((

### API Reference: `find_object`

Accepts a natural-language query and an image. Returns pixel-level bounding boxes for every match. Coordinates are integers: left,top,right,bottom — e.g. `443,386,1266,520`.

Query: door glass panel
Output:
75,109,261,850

))

- Exercise objective: Your answer must be the full listing, restated word for word.

- Problem solution:
### API Reference: `find_object`

Accepts a natural-language query and an image. Returns pixel-level bounding boxes for every match. Coordinates are integers: left,top,right,bottom — e.g. `443,386,1266,520`.

Query: door glass panel
Output:
75,109,261,850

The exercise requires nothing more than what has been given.